Directions |
**A.** List every activity planned for the May 27th meet, as given in the announcement about the Emerald Coast Region.
**B.** Based on the announcement about the Emerald Coast Region, say whether each statement agrees with it: (i) the first organizational meet is scheduled for May 27th; (ii) ACFL members must pay dues; (iii) the new Audi point opened in Biloxi.

Document text |
Audi Club FLorida expands into the Florida Emerald Coast

Fellow ACFL members and Audi enthusiasts,
We are pleased to announce the opening of a new Audi point in Pensacola at 6301 Pensacola Blvd, and along with that the new Emerald Coast Region of the Audi Club of Florida with Travis Kiser who can be reached at [email protected]. as the new region lead. This region is planned as the new paradigm for ACFL going forward in which our regions will be centered around a supporting Audi Point as it’s home base. More on that in future issues of newsletters. The dealership along with the new Emerald Coast Region will be serving the needs of ACFL members and Audi owners from Biloxi to the west and Atchafalaya to the east and all points north and in between. The first organizational meet is planned on May 27th with a cars and coffee between 8-10am central time. In addition there will be a tour of the their new facility, A gathering of the minds on planning further events down the road will take place around 9:30. Those of you who are ACNA members and live outside of Florida in neighboring Mississippi and Alabama and received this newsletter are more than welcome to attend. There are no ACFL dues and if you would like to receive our news letter in the future just drop me a line and we will place you on the mailing list. Nothing like getting in on the ground level. Make sure to check out the new dealership in Pensacola at Audi Pensacola.

Listed records |

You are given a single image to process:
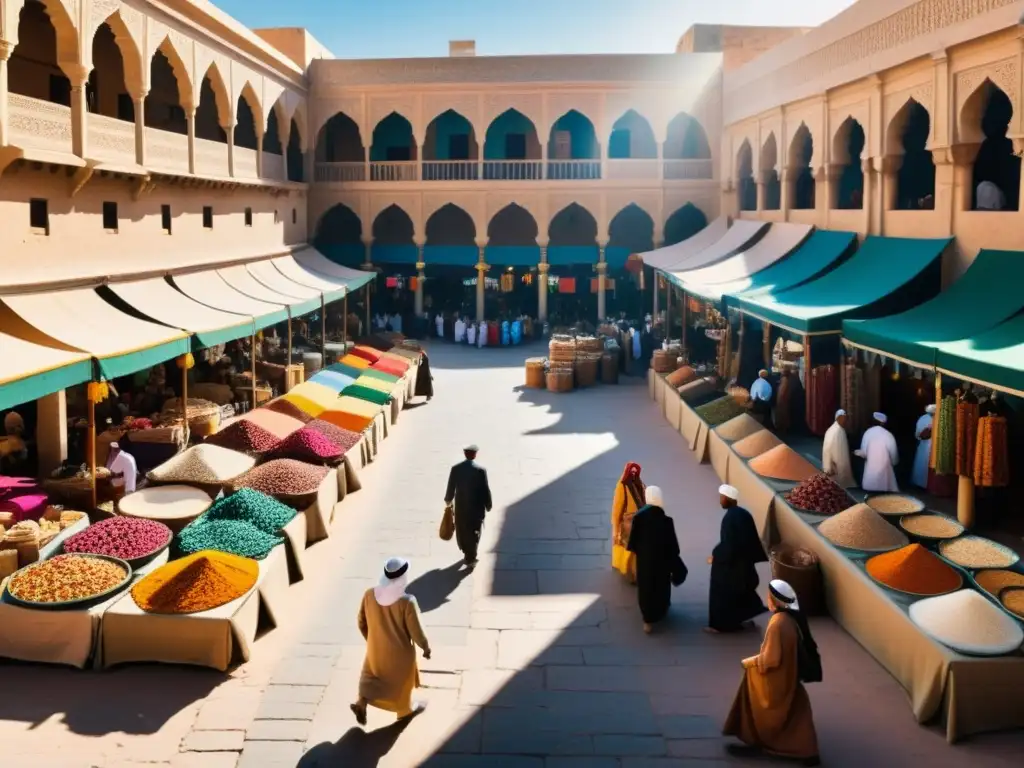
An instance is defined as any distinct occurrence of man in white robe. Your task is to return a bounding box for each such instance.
[910,402,935,488]
[821,409,857,488]
[857,412,899,493]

Expected responses |
**A.**
- A cars and coffee between 8-10am central time
- A tour of the new facility
- A gathering of the minds on planning further events, around 9:30

**B.**
(i) Yes: "The first organizational meet is planned on May 27th"
(ii) No: "There are no ACFL dues"
(iii) No: "the opening of a new Audi point in Pensacola at 6301 Pensacola Blvd"